--- start Input records ---

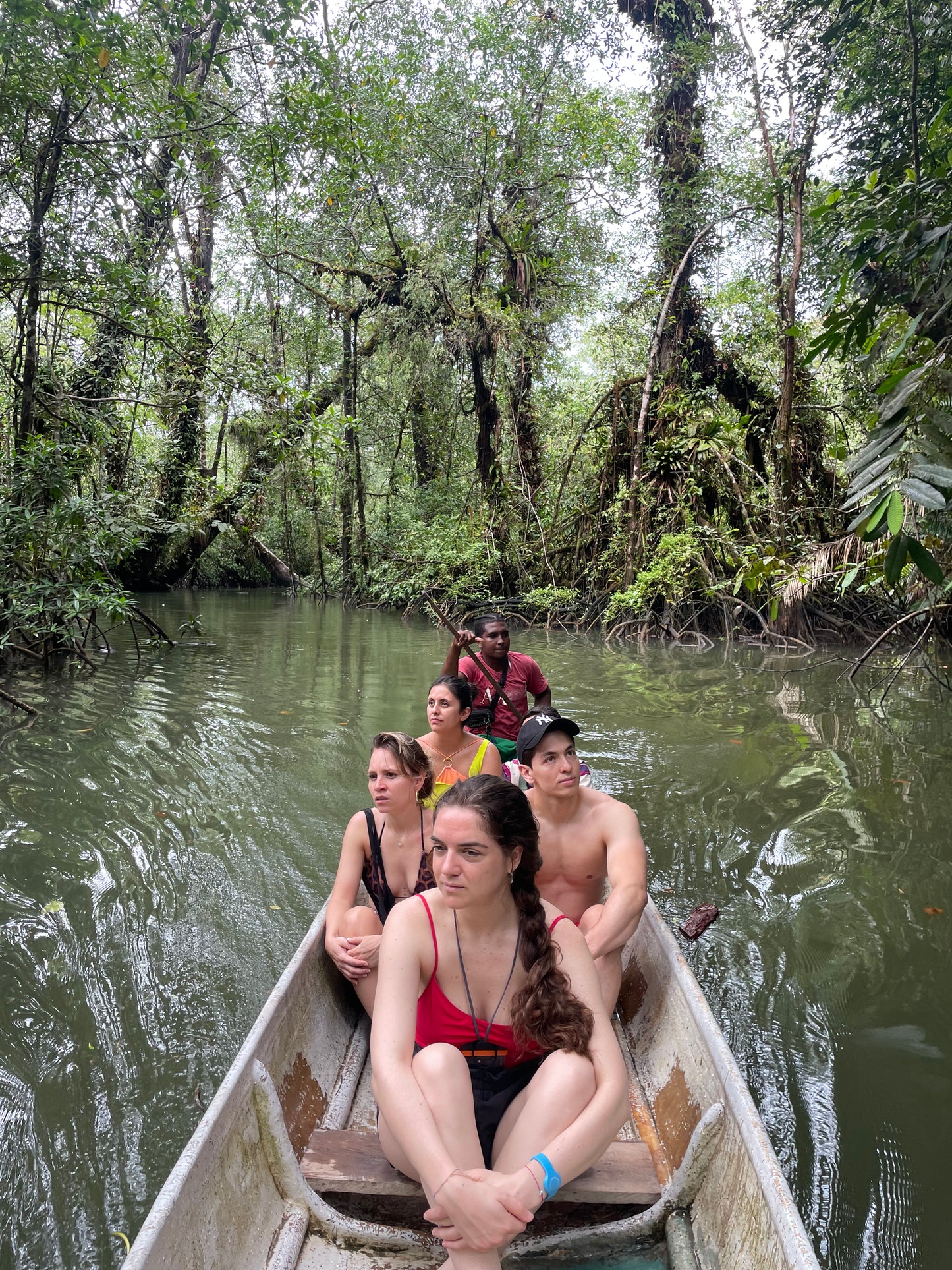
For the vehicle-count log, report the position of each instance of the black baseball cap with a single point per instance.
(536, 728)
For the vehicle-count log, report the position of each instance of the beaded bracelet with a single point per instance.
(541, 1193)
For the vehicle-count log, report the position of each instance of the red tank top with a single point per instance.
(439, 1020)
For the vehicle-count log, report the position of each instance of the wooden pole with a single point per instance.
(479, 661)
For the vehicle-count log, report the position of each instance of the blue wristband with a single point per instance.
(551, 1182)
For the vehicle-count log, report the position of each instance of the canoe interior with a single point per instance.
(220, 1208)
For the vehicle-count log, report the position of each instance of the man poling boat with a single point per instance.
(501, 678)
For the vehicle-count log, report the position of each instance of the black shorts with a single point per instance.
(493, 1090)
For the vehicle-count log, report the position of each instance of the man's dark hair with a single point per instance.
(531, 753)
(484, 621)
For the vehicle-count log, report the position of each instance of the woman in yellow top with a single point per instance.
(455, 753)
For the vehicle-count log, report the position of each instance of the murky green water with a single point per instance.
(169, 828)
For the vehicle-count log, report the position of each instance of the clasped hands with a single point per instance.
(480, 1209)
(354, 956)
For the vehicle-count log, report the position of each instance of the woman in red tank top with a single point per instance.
(495, 1067)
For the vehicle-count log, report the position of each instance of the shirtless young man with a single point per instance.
(586, 837)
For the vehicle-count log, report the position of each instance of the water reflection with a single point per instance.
(169, 827)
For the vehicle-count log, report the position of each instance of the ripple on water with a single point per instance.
(168, 804)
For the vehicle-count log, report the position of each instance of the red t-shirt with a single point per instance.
(524, 676)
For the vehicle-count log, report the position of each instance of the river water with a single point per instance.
(169, 827)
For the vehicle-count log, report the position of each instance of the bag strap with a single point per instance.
(494, 703)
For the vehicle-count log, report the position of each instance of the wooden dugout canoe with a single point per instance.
(283, 1170)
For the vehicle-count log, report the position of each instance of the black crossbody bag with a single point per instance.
(482, 719)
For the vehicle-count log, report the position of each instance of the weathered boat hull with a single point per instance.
(302, 1066)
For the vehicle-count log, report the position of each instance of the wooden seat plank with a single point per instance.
(341, 1160)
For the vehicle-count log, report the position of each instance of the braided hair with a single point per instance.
(544, 1010)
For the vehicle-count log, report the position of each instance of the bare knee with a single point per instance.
(574, 1074)
(439, 1063)
(590, 917)
(360, 921)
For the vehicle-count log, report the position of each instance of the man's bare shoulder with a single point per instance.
(597, 800)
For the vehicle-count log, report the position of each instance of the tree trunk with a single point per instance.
(524, 424)
(276, 567)
(45, 175)
(486, 423)
(186, 399)
(348, 473)
(424, 459)
(93, 385)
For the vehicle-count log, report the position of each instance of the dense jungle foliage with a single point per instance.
(629, 316)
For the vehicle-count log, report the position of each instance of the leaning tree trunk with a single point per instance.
(686, 357)
(348, 403)
(93, 385)
(186, 419)
(424, 459)
(488, 419)
(45, 175)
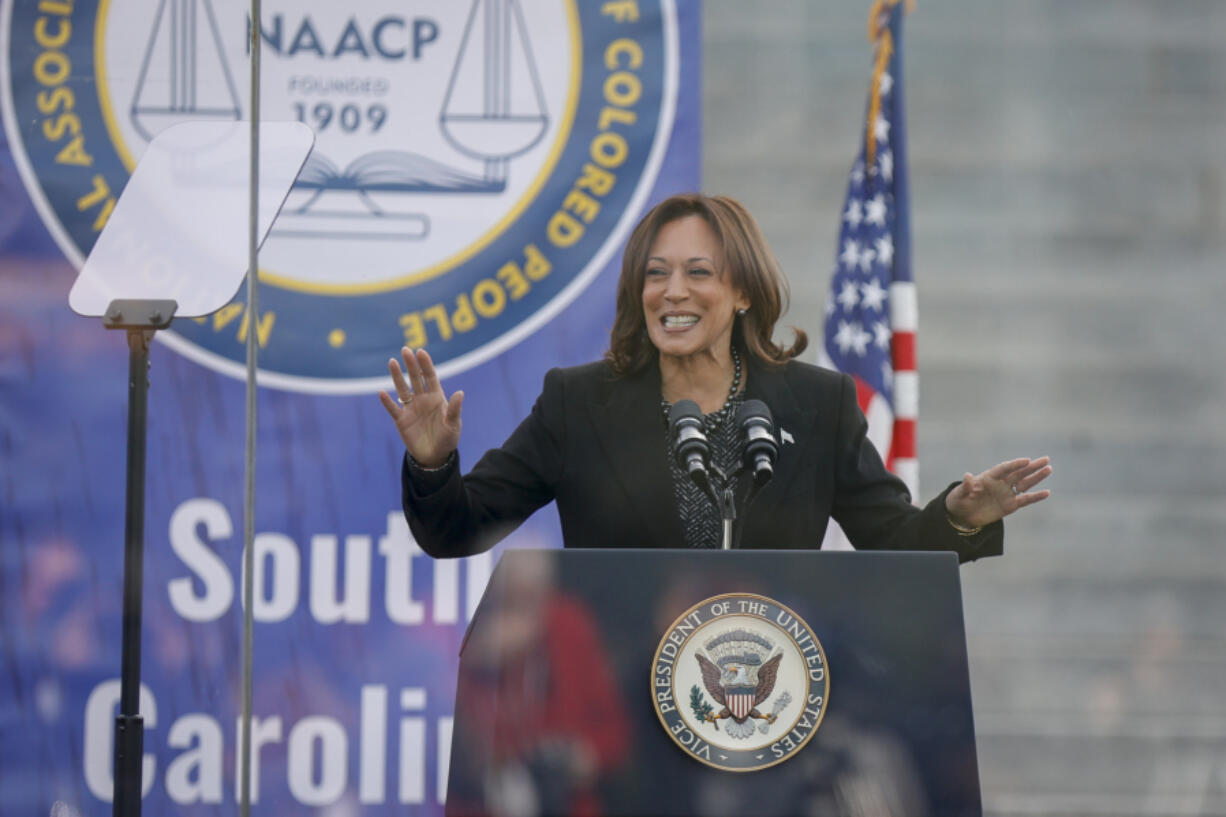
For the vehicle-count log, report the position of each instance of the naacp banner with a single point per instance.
(477, 168)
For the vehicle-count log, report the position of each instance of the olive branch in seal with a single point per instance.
(699, 705)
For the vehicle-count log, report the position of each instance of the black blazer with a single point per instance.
(597, 445)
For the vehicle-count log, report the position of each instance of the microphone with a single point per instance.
(758, 431)
(689, 442)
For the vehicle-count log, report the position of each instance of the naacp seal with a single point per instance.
(739, 682)
(477, 163)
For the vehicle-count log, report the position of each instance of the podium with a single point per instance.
(570, 699)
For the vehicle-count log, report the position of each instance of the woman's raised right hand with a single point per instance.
(427, 421)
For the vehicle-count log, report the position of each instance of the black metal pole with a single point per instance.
(129, 726)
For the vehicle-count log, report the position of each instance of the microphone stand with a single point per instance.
(726, 503)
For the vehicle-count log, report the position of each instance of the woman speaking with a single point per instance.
(696, 306)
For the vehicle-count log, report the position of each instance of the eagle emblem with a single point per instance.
(738, 671)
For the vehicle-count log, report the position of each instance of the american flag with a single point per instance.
(871, 309)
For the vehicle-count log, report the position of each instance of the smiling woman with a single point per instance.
(698, 301)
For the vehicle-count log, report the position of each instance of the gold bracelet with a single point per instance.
(963, 530)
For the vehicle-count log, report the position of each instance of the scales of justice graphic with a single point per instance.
(493, 111)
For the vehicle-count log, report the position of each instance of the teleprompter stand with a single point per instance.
(175, 244)
(140, 319)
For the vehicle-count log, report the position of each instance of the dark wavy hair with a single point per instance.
(752, 268)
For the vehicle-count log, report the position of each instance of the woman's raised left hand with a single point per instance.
(981, 499)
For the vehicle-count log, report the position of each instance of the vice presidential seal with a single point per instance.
(476, 164)
(739, 682)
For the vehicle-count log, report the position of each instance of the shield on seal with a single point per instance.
(741, 702)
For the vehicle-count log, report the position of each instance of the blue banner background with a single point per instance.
(327, 466)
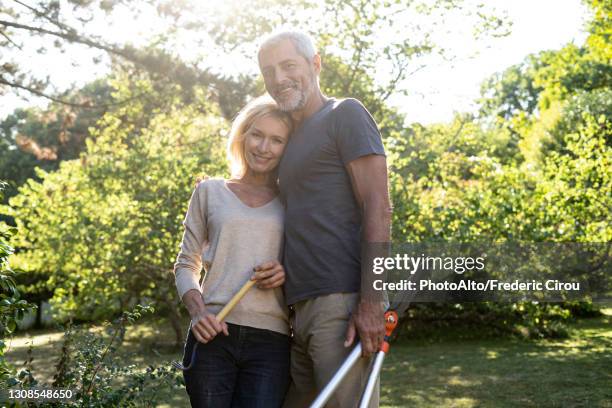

--- end Input records ---

== What to do ==
Edit the lines above so that "vehicle-count log" becomes "object inventory" wherever it occurs, keeping everything else the same. Leave out the pictures.

== The response ==
For the object inventory, report the position of each instance of the black baseball cap with a single point per instance.
(536, 728)
For the object inventory, report the position of each instance of the beaded bracelet with a single point per instance.
(541, 1193)
For the object inventory, report the position of each instance of the red tank top with a single point per instance.
(439, 1020)
For the object inventory, report the position of each instance of the wooden pole with a single point per instance.
(479, 661)
For the object inventory, report the position of each instance of the blue wristband with a single point per instance.
(551, 1182)
For the object inventory, report the position of each instance of the canoe interior with a single point per instance.
(220, 1208)
For the object inventory, report the position of each instance of the man poling boat with a single point per instance.
(501, 678)
For the object inventory, report the position of each instance of the black shorts with a single point per instance.
(493, 1090)
For the object inventory, report the position of each instance of the man's dark hair with a single point per instance.
(531, 753)
(484, 621)
For the object inventory, report the position of each instance of the woman in yellow top with a single point per instance.
(455, 753)
For the object inventory, report the position of each instance of the murky green water with a single point per instance.
(169, 828)
For the object inventory, report the position of each instance of the clasped hands with a single point per instance.
(480, 1209)
(354, 956)
For the object inventory, report the position of each instance of the woman in red tank top with a single point per instance.
(495, 1067)
For the object inventory, report the position of each instance of the shirtless young man with a single point per instance.
(586, 837)
For the object inventory, report the position of each instance of the water reflection with a single point per instance.
(169, 827)
For the object inventory, report the position of each instance of the ripple on water with a single point per instance.
(168, 804)
For the object inventory, report the position of each instance of the red t-shirt with a single point per instance.
(524, 676)
For the object inventory, report the position of each instance of the river water with a single point per instance.
(169, 827)
For the object inventory, report the position of each instance of the bag strap with a single point per instance.
(494, 703)
For the object inventory, report the position of each instance of the wooden dugout canoe with a single point per instance.
(283, 1170)
For the object inventory, report the position of each instance of the black crossbody bag with a single point per instance.
(482, 719)
For the object inventory, report the position of each instance of the weathered boat hull with a single point per instance.
(302, 1066)
For the object inventory, report the position of each instance of the wooden seat plank with a single point per instance.
(341, 1160)
For the object inventory, report the position of each instance of the braided hair with a single point per instance.
(544, 1010)
For the object inventory, report the position of each instance of the bare knee with a single point per instance.
(574, 1074)
(439, 1063)
(590, 917)
(360, 921)
For the object inventory, report the position of each instance of the man's bare shoulder with a single point per instance.
(597, 800)
For the object inventory, report the position of each instance of the tree trunk with a single point per instance.
(524, 424)
(276, 567)
(45, 175)
(486, 423)
(186, 399)
(348, 473)
(424, 459)
(93, 385)
For the object inventory, report the position of each instance of the dense jungle foliage with a single point per instance.
(629, 316)
For the object inventory, report the position of each instance of the leaning tree trunk with a single point per instance.
(686, 357)
(348, 403)
(93, 385)
(186, 419)
(424, 459)
(488, 419)
(45, 175)
For the object inventory, report the position of each instance of the naacp banner with a single point per instance.
(477, 168)
For the object inventory, report the position of each instance of the olive branch in seal with a single point per instance.
(699, 705)
For the object inventory, report the position of each instance of the black blazer with a single point per instance.
(597, 445)
For the object inventory, report the position of each instance of the microphone with a single point per instance.
(758, 431)
(689, 442)
For the object inventory, report the position of each instance of the naacp seal with a single point per instance.
(739, 682)
(477, 163)
For the object inventory, report the position of each instance of the podium with a single point per instance.
(570, 699)
For the object inventory, report the position of each instance of the woman's raised right hand with a single point per instance.
(427, 421)
For the object inventory, report the position of each instance of the black metal pole with a single point per instance.
(129, 726)
For the object inventory, report the position of each instance of the microphone stand with a single point per instance.
(726, 503)
For the object inventory, report the position of each instance of the woman speaking with a single point per instance.
(696, 306)
For the object inventory, report the position of each instance of the eagle emblem with a single point per instance.
(738, 671)
For the object inventory, report the position of each instance of the american flag with a single point per instance.
(871, 309)
For the object inventory, report the position of each instance of the smiling woman with a single point per instance.
(698, 301)
For the object inventory, report the position of each instance of the gold bracelet with a single point per instance.
(963, 530)
For the object inventory, report the position of each instance of the scales of justice graphic with a single point per instance.
(493, 111)
For the object inventory, report the position of each instance of the teleprompter stand with a single point per instance.
(175, 244)
(140, 319)
For the object inventory, report the position of each instance of the dark wavy hair with a single point per instance.
(752, 268)
For the object inventory, report the position of each instance of the woman's raised left hand with a single point per instance.
(981, 499)
For the object inventory, report the position of each instance of the vice presidential seal with a single point per instance.
(476, 164)
(739, 682)
For the object inventory, report the position of each instance of the shield on seal with a single point per instance.
(741, 702)
For the object inventory, report the position of each instance of the blue banner background with a single point per instance.
(327, 466)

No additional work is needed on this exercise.